** Data section follows **

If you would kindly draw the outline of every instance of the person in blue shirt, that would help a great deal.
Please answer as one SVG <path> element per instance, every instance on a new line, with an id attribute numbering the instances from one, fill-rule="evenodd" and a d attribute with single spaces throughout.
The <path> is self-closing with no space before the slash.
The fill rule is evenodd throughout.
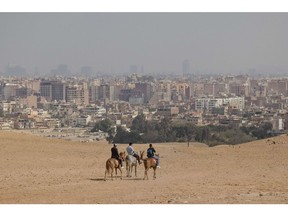
<path id="1" fill-rule="evenodd" d="M 152 146 L 152 144 L 149 144 L 149 148 L 147 149 L 147 157 L 148 158 L 154 158 L 157 162 L 157 168 L 160 168 L 160 158 L 158 155 L 155 155 L 156 150 Z"/>

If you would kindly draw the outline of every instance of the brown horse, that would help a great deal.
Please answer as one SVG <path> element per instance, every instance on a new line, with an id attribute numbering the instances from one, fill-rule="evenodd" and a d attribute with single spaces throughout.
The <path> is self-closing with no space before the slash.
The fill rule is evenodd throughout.
<path id="1" fill-rule="evenodd" d="M 154 174 L 153 174 L 153 179 L 156 179 L 156 169 L 157 169 L 157 161 L 155 158 L 143 158 L 144 157 L 144 153 L 145 151 L 141 151 L 141 160 L 143 160 L 143 164 L 144 164 L 144 178 L 143 180 L 147 179 L 148 180 L 148 170 L 150 168 L 153 168 L 154 170 Z"/>
<path id="2" fill-rule="evenodd" d="M 124 161 L 125 155 L 126 155 L 125 152 L 120 152 L 119 156 L 120 156 L 120 159 L 122 161 Z M 116 177 L 117 177 L 117 169 L 120 170 L 120 173 L 121 173 L 120 179 L 122 179 L 122 170 L 121 170 L 119 161 L 116 158 L 109 158 L 106 161 L 106 170 L 105 170 L 104 181 L 106 181 L 106 175 L 109 174 L 109 173 L 111 173 L 111 179 L 113 180 L 113 172 L 114 172 L 114 170 L 116 172 Z"/>

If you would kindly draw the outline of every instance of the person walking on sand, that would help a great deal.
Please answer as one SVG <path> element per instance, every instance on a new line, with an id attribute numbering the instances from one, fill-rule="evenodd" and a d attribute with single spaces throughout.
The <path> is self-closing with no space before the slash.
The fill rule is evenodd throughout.
<path id="1" fill-rule="evenodd" d="M 128 147 L 126 148 L 126 151 L 127 151 L 128 155 L 132 155 L 133 157 L 135 157 L 137 159 L 138 163 L 141 164 L 140 156 L 134 151 L 132 145 L 133 145 L 133 143 L 130 142 Z"/>

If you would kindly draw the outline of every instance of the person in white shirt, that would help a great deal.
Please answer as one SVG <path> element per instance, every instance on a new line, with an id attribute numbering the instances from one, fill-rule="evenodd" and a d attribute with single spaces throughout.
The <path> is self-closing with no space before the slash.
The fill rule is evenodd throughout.
<path id="1" fill-rule="evenodd" d="M 137 159 L 138 163 L 141 164 L 140 157 L 139 157 L 139 155 L 134 151 L 132 145 L 133 145 L 133 143 L 129 143 L 129 146 L 126 148 L 126 151 L 127 151 L 128 155 L 134 156 L 134 157 Z"/>

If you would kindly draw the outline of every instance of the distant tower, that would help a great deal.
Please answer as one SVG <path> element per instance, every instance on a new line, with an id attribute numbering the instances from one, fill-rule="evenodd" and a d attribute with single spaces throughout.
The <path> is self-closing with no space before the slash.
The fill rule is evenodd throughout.
<path id="1" fill-rule="evenodd" d="M 93 75 L 93 69 L 90 66 L 82 66 L 80 71 L 81 71 L 81 75 L 83 75 L 83 76 L 92 76 Z"/>
<path id="2" fill-rule="evenodd" d="M 185 59 L 182 63 L 182 73 L 183 75 L 190 74 L 190 61 Z"/>
<path id="3" fill-rule="evenodd" d="M 137 65 L 130 65 L 130 71 L 131 74 L 137 74 L 138 73 L 138 66 Z"/>
<path id="4" fill-rule="evenodd" d="M 59 64 L 56 69 L 51 70 L 51 73 L 54 76 L 68 76 L 70 74 L 70 71 L 67 65 Z"/>

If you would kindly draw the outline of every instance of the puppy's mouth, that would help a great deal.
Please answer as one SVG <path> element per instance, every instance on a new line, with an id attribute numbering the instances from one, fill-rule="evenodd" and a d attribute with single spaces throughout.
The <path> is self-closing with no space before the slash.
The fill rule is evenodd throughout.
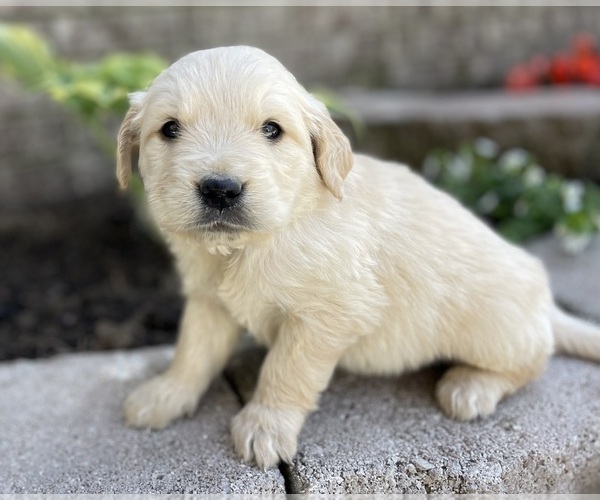
<path id="1" fill-rule="evenodd" d="M 240 210 L 232 208 L 208 209 L 202 215 L 200 230 L 207 233 L 240 233 L 253 229 L 248 217 Z"/>
<path id="2" fill-rule="evenodd" d="M 230 224 L 229 222 L 211 222 L 208 224 L 201 224 L 200 227 L 203 231 L 208 233 L 239 233 L 241 231 L 247 231 L 246 227 Z"/>

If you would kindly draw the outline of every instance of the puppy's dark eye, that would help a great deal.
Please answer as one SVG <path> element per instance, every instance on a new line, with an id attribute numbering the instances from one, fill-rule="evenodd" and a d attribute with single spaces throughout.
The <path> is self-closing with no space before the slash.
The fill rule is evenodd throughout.
<path id="1" fill-rule="evenodd" d="M 281 127 L 275 122 L 267 122 L 260 129 L 263 135 L 269 140 L 275 140 L 281 135 Z"/>
<path id="2" fill-rule="evenodd" d="M 176 139 L 179 135 L 179 129 L 179 122 L 175 120 L 170 120 L 162 126 L 160 132 L 167 139 Z"/>

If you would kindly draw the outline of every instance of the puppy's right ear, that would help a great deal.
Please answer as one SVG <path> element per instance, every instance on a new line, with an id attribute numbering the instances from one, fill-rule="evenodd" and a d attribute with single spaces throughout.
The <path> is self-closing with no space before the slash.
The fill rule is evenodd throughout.
<path id="1" fill-rule="evenodd" d="M 123 119 L 117 140 L 117 179 L 122 189 L 129 185 L 131 161 L 134 152 L 140 147 L 141 107 L 145 92 L 135 92 L 129 96 L 129 111 Z"/>

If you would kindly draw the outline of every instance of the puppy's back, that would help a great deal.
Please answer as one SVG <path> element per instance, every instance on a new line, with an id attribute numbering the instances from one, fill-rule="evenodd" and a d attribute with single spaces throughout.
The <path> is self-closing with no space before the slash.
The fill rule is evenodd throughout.
<path id="1" fill-rule="evenodd" d="M 388 372 L 475 356 L 504 370 L 511 357 L 519 364 L 552 350 L 552 298 L 537 259 L 403 165 L 356 155 L 346 196 L 370 220 L 390 304 L 379 340 L 354 353 L 374 349 L 377 362 L 350 364 Z"/>

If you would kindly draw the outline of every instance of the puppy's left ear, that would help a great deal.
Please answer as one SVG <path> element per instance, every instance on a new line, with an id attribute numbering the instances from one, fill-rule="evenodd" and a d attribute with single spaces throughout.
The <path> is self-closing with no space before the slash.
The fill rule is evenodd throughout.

** End of Data section **

What is needed is every line of the records that contains the word "shirt".

* [Output of the task]:
If you would kindly draw the outline of every instance of the person in blue shirt, that would help a great deal.
If you would kindly draw the outline of every instance of the person in white shirt, that would help a great deal.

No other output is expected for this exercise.